(Point labeling listing)
- - - - - - -
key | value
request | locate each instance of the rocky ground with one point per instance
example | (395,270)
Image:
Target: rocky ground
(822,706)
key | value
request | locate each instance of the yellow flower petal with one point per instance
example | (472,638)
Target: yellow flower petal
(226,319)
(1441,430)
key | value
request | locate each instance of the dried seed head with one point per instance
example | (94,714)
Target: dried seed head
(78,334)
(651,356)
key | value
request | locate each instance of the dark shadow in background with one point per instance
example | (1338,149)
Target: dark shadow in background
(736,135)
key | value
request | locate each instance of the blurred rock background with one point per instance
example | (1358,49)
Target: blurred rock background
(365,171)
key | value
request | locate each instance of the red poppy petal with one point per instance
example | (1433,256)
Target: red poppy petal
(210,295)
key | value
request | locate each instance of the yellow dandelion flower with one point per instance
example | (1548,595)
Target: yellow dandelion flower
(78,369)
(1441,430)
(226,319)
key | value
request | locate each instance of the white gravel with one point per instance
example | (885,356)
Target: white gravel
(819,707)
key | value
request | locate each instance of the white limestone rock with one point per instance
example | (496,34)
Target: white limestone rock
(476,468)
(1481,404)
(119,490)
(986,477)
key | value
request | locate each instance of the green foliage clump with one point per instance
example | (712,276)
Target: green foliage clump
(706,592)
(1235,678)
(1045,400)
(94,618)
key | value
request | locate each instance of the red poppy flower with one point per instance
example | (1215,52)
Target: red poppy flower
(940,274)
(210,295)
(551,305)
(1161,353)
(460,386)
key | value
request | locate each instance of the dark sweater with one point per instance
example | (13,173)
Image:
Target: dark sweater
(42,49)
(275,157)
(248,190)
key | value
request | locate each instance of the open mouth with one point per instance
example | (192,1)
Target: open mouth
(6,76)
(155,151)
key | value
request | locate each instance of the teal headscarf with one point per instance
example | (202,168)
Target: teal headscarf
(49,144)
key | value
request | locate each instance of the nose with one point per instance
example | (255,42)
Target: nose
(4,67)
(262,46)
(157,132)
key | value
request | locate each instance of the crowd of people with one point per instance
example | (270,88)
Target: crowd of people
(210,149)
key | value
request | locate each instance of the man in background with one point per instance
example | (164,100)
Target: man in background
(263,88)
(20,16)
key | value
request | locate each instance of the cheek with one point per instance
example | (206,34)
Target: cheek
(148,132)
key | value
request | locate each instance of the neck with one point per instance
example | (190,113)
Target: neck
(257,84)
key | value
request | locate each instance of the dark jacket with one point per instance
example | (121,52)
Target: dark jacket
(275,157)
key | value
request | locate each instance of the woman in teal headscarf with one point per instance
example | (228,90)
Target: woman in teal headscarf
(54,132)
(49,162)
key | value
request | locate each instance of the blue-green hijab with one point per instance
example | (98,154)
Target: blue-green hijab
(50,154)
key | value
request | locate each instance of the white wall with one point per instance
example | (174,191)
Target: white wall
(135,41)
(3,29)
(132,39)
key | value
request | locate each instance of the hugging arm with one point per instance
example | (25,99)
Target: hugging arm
- - - - - - -
→ EXERCISE OBJECTIVE:
Can you pull out every line of the listing that contains the string "clump"? Case counts.

→ RESPONSE:
request | locate each instance of the green foliage clump with one point per instance
Target: green foliage clump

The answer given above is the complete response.